**Directions**.
Do statements 1–3 agree with the Hubble article below? Answer yes or no for each, quoting the deciding words of the article.
1. The Advanced Camera for Surveys took the place of Hubble's Faint Object Camera.
2. The earlier cooling system for the NICMOS camera was a block of cryogenic helium.
3. The STS-109 crew serviced Hubble during a space shuttle Atlantis mission.

**Text excerpt**.
On the last day of April, extraordinary pictures from deep space dazzled newspaper readers, television audiences, and Internet visitors. NASA had just released the first images from the Hubble Space Telescope since its servicing in March.
The stellar beauty and stunning clarity of the pictures were what initially captivated viewers—the scenes of colliding galaxies and brilliant, gaseous nebulae.
An even deeper amazement set in when they came to understand what it was they were witnessing—the closest thing to time travel: snapshots of events that had transpired hundreds of millions of years ago.
Release of the Hubble photos was a poignant occasion for veterinarian Richard M. Linnehan of the NASA astronaut corps. He was a member of the STS-109 crew that serviced Hubble during the March 1-12 space shuttle Columbia mission.
Dr. Linnehan said that even though the crew thought they did everything right when they replaced Hubble's Faint Object Camera with the Advanced Camera for Surveys, they didn't know for sure whether the mission was a success until Hubble began transmitting pictures several weeks later. The ACS is composed of three cameras with ranges from visible to far ultraviolet wavelengths.
"You do no harm and maybe do some good, and on this particular mission, we did a lot of good because everything we put in worked," he said triumphantly.
"We upgraded the systems, and the pictures came back beautiful. That camera sees 10 times farther than the old camera did, with 10 times better resolution. Those are only the beginning of what we are going to see."
Anticipation is building for pictures from another Hubble camera. The STS-109 crew installed an experimental refrigeration unit on Hubble's Near-Infrared Camera and Multi-Object Spectrometer. The previous cooling system was a block of cryogenic nitrogen that had sublimated away, shutting down the NICMOS camera. The first photos were expected in June.
"The visible light spectrum is a very small band," Dr. Linnehan noted. "There's a whole lot going on in the infrared wavelengths that is invisible to the human eye. The NICMOS will be able to image that part of the spectrum."
One of the striking images transmitted by the ACS is a collision between two galaxies called The Mice, as they resemble two mice with tails that are actually long "streamers" of what appear to be stars, caused by the gravitational forces at work in reshaping the galaxies postcollision.

**Provided information**.

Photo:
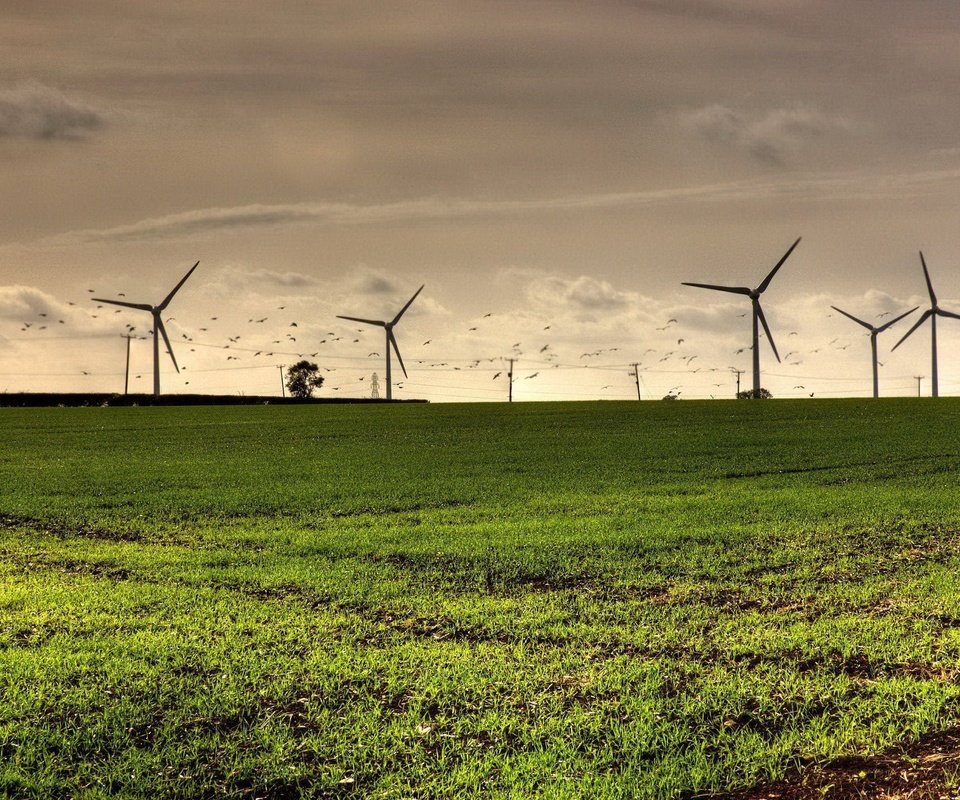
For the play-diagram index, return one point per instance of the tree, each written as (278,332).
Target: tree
(747,394)
(303,378)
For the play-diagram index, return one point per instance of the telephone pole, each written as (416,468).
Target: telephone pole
(739,372)
(636,377)
(126,375)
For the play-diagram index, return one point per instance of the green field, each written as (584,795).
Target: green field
(530,600)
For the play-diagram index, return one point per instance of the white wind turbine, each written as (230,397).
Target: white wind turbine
(391,339)
(158,329)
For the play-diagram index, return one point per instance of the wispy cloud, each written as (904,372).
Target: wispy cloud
(34,111)
(199,222)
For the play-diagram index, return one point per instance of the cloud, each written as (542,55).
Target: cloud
(772,137)
(582,294)
(823,187)
(281,280)
(34,111)
(371,281)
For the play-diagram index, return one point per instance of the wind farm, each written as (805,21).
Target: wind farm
(931,314)
(875,331)
(758,318)
(391,340)
(598,497)
(158,329)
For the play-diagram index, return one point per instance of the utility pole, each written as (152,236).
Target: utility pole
(739,373)
(636,377)
(126,375)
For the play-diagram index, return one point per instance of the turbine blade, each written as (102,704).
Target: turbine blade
(766,281)
(396,349)
(183,280)
(933,294)
(896,319)
(396,319)
(766,328)
(166,339)
(917,324)
(866,325)
(379,322)
(733,289)
(138,306)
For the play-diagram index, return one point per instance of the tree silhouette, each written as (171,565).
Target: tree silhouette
(748,394)
(302,378)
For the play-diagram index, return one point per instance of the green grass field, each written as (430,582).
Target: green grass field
(536,600)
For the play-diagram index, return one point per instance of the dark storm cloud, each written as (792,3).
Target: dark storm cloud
(34,111)
(772,136)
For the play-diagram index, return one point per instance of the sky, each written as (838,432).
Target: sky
(549,171)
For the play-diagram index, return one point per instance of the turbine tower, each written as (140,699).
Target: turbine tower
(931,313)
(158,329)
(391,339)
(758,318)
(874,330)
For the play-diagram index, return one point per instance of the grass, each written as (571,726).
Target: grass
(536,600)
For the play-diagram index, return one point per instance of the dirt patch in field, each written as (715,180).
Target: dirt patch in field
(52,527)
(929,769)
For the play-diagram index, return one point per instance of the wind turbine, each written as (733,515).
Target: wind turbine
(158,329)
(873,338)
(391,339)
(754,295)
(932,313)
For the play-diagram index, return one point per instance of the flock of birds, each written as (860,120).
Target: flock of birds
(286,330)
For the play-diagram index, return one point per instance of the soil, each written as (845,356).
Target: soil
(928,769)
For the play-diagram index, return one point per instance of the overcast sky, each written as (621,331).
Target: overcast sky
(558,166)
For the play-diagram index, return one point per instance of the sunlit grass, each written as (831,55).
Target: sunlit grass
(612,600)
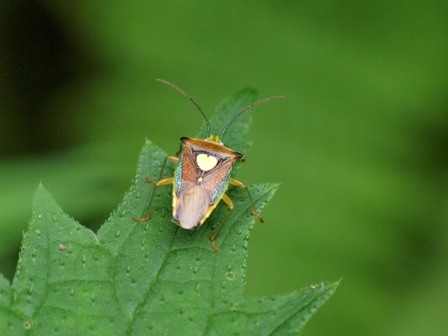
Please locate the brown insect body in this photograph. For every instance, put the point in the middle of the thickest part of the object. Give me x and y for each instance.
(201, 179)
(202, 175)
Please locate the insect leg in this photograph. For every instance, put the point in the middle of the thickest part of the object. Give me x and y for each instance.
(229, 203)
(252, 206)
(161, 182)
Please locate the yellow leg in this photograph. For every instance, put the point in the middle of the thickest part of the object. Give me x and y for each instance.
(240, 184)
(229, 203)
(161, 182)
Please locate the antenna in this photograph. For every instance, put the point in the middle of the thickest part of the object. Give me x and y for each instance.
(190, 99)
(251, 106)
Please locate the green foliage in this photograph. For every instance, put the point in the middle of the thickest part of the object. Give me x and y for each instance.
(147, 278)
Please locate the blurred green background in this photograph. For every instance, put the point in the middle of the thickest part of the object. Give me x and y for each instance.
(360, 144)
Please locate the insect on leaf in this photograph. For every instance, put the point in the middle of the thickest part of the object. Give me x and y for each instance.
(149, 278)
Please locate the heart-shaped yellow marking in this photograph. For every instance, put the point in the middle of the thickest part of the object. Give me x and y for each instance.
(206, 162)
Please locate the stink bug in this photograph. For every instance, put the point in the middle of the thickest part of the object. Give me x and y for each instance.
(202, 175)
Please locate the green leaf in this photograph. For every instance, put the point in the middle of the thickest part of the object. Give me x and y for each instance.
(146, 278)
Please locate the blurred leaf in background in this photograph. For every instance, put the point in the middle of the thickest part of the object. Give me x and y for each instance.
(360, 144)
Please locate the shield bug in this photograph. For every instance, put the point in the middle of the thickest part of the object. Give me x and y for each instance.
(202, 175)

**Output for this exercise**.
1. Yes: "they replaced Hubble's Faint Object Camera with the Advanced Camera for Surveys"
2. No: "The previous cooling system was a block of cryogenic nitrogen that had sublimated away"
3. No: "the March 1-12 space shuttle Columbia mission"